Task to carry out
Leave out the pictures and transcribe everything else exactly.

Input for this task
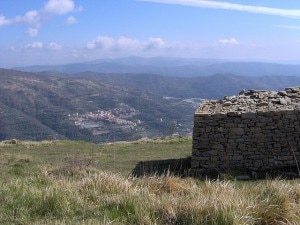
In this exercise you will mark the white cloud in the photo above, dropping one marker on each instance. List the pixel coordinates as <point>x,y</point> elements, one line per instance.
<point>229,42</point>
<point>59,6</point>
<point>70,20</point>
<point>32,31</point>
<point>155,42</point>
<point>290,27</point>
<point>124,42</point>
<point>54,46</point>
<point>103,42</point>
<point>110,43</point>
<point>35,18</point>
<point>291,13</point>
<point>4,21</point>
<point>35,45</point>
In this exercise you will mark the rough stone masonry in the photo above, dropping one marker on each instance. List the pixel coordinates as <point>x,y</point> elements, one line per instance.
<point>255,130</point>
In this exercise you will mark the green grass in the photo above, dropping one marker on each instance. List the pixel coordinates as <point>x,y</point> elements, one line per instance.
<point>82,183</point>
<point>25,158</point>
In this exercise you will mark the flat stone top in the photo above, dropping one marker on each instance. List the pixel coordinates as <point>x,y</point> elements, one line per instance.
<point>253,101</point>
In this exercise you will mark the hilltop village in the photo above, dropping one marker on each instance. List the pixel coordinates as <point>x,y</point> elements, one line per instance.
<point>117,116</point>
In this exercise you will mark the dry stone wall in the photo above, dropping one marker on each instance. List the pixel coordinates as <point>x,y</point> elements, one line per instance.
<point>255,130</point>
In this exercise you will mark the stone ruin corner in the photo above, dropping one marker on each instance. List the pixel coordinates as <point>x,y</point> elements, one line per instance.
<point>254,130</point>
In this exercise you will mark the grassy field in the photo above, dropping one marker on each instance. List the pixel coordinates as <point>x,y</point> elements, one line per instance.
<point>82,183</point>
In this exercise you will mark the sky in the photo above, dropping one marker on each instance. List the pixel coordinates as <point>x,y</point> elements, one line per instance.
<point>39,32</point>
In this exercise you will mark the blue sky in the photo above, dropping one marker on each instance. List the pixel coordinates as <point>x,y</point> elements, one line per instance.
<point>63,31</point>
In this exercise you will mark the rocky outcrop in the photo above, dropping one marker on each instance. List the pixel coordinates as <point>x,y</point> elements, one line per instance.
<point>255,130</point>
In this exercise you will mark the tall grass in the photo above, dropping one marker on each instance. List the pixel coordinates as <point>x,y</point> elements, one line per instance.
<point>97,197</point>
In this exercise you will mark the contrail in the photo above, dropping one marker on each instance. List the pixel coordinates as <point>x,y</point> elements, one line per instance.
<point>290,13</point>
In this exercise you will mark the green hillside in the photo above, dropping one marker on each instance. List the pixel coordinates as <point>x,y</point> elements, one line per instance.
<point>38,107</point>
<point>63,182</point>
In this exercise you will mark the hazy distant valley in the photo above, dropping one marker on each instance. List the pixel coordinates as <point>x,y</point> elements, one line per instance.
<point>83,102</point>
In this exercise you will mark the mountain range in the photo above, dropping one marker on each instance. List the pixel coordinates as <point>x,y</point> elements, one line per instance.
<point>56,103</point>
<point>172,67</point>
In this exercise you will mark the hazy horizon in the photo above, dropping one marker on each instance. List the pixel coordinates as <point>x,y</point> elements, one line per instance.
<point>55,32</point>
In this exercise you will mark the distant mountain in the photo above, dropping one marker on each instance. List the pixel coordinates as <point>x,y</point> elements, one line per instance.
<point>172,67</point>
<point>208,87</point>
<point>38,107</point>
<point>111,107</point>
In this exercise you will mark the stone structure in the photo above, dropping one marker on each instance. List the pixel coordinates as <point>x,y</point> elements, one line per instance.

Solution for this problem
In this exercise you will mark the white cloud in the photo above, dropping one marker on each instance. List the pixel coordinates as <point>x,y</point> elements, one line per instance.
<point>229,42</point>
<point>59,6</point>
<point>70,20</point>
<point>32,31</point>
<point>155,42</point>
<point>290,27</point>
<point>124,42</point>
<point>54,46</point>
<point>103,42</point>
<point>110,43</point>
<point>35,18</point>
<point>291,13</point>
<point>4,21</point>
<point>35,45</point>
In this exercise you will mark the rough stone masonry in the photo above, dropping one marker on each instance. List the pixel coordinates as <point>x,y</point> elements, one line per instance.
<point>255,130</point>
In this exercise you will mark the green grass in the photo above, dropping one marker on each instance. List the pixel coordinates as <point>x,y</point> elements, one line per instance.
<point>82,183</point>
<point>25,158</point>
In this exercise you will mark the flat stone top in the photo above, dropping one marker on each instance. List the pixel coordinates as <point>x,y</point> elements, one line per instance.
<point>253,101</point>
In this exercise you will mark the hilltop village in the photo above, dropping one marker on each instance. List the pixel coordinates as <point>x,y</point> elements, one line per instance.
<point>117,116</point>
In this exercise you will mark the dry stone wall in the photo above, dropping one marker on each instance. List the pixel coordinates as <point>x,y</point> elements, one line per instance.
<point>255,130</point>
In this exercise you will mark the stone ruin corner in the photo above, dropping one marker on each instance. List the pixel coordinates as <point>x,y</point> elements, one line per instance.
<point>254,130</point>
In this exercise you will mark the grassy field in the photo above, dropping one marker on each instance. List the pixel coordinates as <point>x,y</point> elements, one line per instance.
<point>82,183</point>
In this exercise you will mark the sky in the photo above, dropping one marker on each instance. List the pixel coordinates as <point>x,y</point> elements, one line per instance.
<point>39,32</point>
In this exercise you will mark the blue sky in the photo above, dropping one marker on each instance. List the pixel coordinates as <point>x,y</point> elements, one line per instance.
<point>63,31</point>
In this exercise you will mark the rocky outcrop in the photo above, dropping one marker on each instance. List the pixel coordinates as <point>x,y</point> elements, one line per instance.
<point>255,130</point>
In this exercise you will mark the tall grass in the photo above, dropping one marker on each instance. List the pixel coordinates as <point>x,y</point> elements, one line per instance.
<point>97,197</point>
In this exercise you will mark the contrail in the photo above, dropping one marker on each instance. List the pixel coordinates as <point>x,y</point> elements, one line per instance.
<point>290,13</point>
In this exercise you will mark the green hillside in the photo above, dropping one marker on each instance. List the pixel coordinates as <point>x,y</point> elements, one line per instance.
<point>38,107</point>
<point>63,182</point>
In this exercise you will mark the hazy distant valley in the photo above, dropping one marker on each instance. List the pixel coordinates as <point>x,y</point> elements, one line per instance.
<point>83,102</point>
In this exercise you will mark the mountain range in the photo above, dropping one marker on each instance. List the pixel coordinates as <point>x,y</point> elements, one line per instance.
<point>56,103</point>
<point>172,67</point>
In this exercise you will mark the hazy horizon in the photo above, dropping one marker on each instance. List the pixel coordinates as <point>x,y</point> elements, one line per instance.
<point>55,32</point>
In this exercise you will mark the distant mountain in the photo above, dropping one marker on each instance. List the pixel coordinates as <point>x,y</point> elements, one line per instance.
<point>172,67</point>
<point>208,87</point>
<point>38,107</point>
<point>111,107</point>
In this exercise you will mark the stone structure in the photo above, dropping one marker on each instance. List the pixel coordinates as <point>x,y</point> elements, one line per instance.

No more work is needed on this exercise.